• _What is needed_: According to the agreement excerpt, how can a provision of the agreement be amended or waived?

--- Begin Reading text ---

Each party agrees that during the term of this Agreement and thereafter (a) it will use Confidential Information belonging to the other party solely for the purpose(s) for which it was disclosed hereunder and (b) it will not disclose Confidential Information belonging to the other party to any third party (other than its employees and/or professional advisors on a need-to-know basis who are bound by obligations of nondisclosure and limited use at least as stringent as those contained herein). The parties further agree that except as necessary to perform their respective obligations hereunder or otherwise expressly required by law, they will not publicly announce or otherwise disclose any of the terms and conditions of this Agreement. In the event either party is requested or ordered by a court of competent jurisdiction to disclose Confidential Information belonging to the other party, such party will give the other party immediate notice of such request or order and, at the other party's request and expense, resist such a request or order to the fullest extent permitted by law. Each party will promptly (i) return to the other upon request any or all Confidential Information of the other then in its possession or under its control and (ii) erase or otherwise destroy all computer entries containing any Confidential Information of the other then in its possession or under its control and provide the other with written certification of such erasure or destruction. The provisions of this Paragraph 5 will survive any termination of this Agreement.

6. RELATIONSHIP OF PARTIES.
This Agreement and the relations established hereby between Inventor and BIG do not constitute a partnership, joint venture, agency or similar endeavor between Inventor and BIG. Each party will act under this Agreement as an independent party and independent contractor. BIG or BIG's employees may have other licenses or financial interests with one or more Third Parties sublicensed and any such relationship shall not be grounds for contesting a sublicense entered into on behalf of Inventor.

7. AMENDMENTS AND WAIVERS.
None of the provisions of this Agreement may be amended or waived except by a writing signed by Inventor and BIG. Any waiver by either party of any breach of this Agreement by the other party is not to be deemed a continuing waiver of other breaches of the same nature or of any other provisions of this Agreement.

8. ASSIGNMENT.
This Agreement will be binding upon, and inure to the benefit of, the parties and their respective successors and permitted assigns. BIG may grant one or more sublicenses under the License upon such terms and conditions, as it may deem appropriate. Neither party may otherwise assign its rights or obligations hereunder without the express prior written consent of the other, provided that Inventor's consent will not be required with respect to any assignment by BIG to an affiliate of BIG or any successor to all (or substantially all) of BIG's assets.

9. NOTICES.
All notices given pursuant to this Agreement must be delivered in writing by personal service or sent by nationally recognized overnight courier service or written telecommunication (subject to confirmation of receipt in complete legible form) or U.S. registered mail, postage prepaid, to the address specified in this Agreement (or to such other address as the addressee may direct by notice given in accordance with this paragraph).

10. REMEDIES.

--- End Reading text ---
--- Begin Dataset records ---

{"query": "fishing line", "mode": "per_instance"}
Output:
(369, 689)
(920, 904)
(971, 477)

--- End Dataset records ---

• _Exercise result_: Only by a writing signed by Inventor and BIG.